**** Documento

Com alguma apreensão, mas sem emitirmos pios mobilizadores de uma legítima preocupação, nem estilhaços de acções directas, vemos a Europa consolidar, com algum secretismo (expondo agora de forma evidente os seus procedimentos anti-democráticos), o TTIP (Transatlantic Trade and Investment Partnership) ou a PTCI (Parceria Transatlântica de Comércio e Investimento). Trata-se de um acordo comercial entre a União Europeia e os Estados Unidos da América que está a ser arquitectado, desde Julho 2013, entre a Comissão Europeia e o Governo norte-americano com a participação de corporações multinacionais. Esta parceria entre a União Europeia e os EUA, além de favorecer o poder dos interesses corporativistas; ameaçar os direitos das trabalhadoras e o direito ambiental; também ameaça invalidar as recentes medidas tomadas na UE1; e limitar, impedir e até criminalizar qualquer expressão política e mobilização solidária na luta pela liberdade dos povos. Entre estas, as possíveis acções da sociedade civil de se poderem exprimir através do Boicote, Desinvestimento e Sanções2 em solidariedade com o povo palestiniano.

********
**** Registos

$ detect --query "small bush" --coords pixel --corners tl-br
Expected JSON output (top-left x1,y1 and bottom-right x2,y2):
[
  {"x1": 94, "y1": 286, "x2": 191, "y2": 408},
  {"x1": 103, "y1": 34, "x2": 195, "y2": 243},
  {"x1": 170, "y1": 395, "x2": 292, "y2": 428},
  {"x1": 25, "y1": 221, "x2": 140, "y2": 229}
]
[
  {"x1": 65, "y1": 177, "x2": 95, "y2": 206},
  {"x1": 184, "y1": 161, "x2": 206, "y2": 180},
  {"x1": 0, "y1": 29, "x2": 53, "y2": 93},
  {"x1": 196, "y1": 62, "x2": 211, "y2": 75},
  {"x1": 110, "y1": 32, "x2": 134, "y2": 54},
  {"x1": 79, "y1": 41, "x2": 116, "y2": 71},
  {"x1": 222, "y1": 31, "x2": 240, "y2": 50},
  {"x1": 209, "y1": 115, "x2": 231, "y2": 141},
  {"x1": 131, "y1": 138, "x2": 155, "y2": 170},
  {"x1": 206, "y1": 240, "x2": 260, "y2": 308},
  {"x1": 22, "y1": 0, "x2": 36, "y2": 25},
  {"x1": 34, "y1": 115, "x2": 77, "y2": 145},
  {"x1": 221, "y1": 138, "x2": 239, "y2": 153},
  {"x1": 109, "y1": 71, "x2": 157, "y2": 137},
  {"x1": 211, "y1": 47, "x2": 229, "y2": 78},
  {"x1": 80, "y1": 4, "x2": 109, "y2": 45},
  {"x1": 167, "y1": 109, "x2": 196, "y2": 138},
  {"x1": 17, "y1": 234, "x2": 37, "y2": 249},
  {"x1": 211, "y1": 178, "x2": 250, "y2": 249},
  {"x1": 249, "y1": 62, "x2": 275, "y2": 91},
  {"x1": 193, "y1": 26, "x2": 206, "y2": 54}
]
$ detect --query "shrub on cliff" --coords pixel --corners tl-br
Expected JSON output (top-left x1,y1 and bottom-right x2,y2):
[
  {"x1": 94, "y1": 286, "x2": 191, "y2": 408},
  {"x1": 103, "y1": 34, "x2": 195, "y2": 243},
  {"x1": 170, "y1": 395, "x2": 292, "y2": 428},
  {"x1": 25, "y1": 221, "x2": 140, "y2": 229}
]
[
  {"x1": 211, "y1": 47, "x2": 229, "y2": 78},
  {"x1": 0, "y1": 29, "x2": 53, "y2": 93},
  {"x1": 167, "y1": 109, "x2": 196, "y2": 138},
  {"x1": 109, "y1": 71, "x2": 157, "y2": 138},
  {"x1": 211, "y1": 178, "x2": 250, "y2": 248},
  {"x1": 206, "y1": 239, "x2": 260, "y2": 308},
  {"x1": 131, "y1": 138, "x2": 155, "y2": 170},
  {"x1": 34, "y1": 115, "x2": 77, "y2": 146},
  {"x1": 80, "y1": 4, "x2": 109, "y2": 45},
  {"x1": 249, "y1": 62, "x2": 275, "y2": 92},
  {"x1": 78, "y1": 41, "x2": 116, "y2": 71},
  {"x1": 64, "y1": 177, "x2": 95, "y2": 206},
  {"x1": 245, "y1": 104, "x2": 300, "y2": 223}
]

********

Descrição do exercício: Apresente na íntegra o texto sobre o TTIP, sem qualquer alteração.

Resposta completa:
Com alguma apreensão, mas sem emitirmos pios mobilizadores de uma legítima preocupação, nem estilhaços de acções directas, vemos a Europa consolidar, com algum secretismo (expondo agora de forma evidente os seus procedimentos anti-democráticos), o TTIP (Transatlantic Trade and Investment Partnership) ou a PTCI (Parceria Transatlântica de Comércio e Investimento). Trata-se de um acordo comercial entre a União Europeia e os Estados Unidos da América que está a ser arquitectado, desde Julho 2013, entre a Comissão Europeia e o Governo norte-americano com a participação de corporações multinacionais. Esta parceria entre a União Europeia e os EUA, além de favorecer o poder dos interesses corporativistas; ameaçar os direitos das trabalhadoras e o direito ambiental; também ameaça invalidar as recentes medidas tomadas na UE1; e limitar, impedir e até criminalizar qualquer expressão política e mobilização solidária na luta pela liberdade dos povos. Entre estas, as possíveis acções da sociedade civil de se poderem exprimir através do Boicote, Desinvestimento e Sanções2 em solidariedade com o povo palestiniano.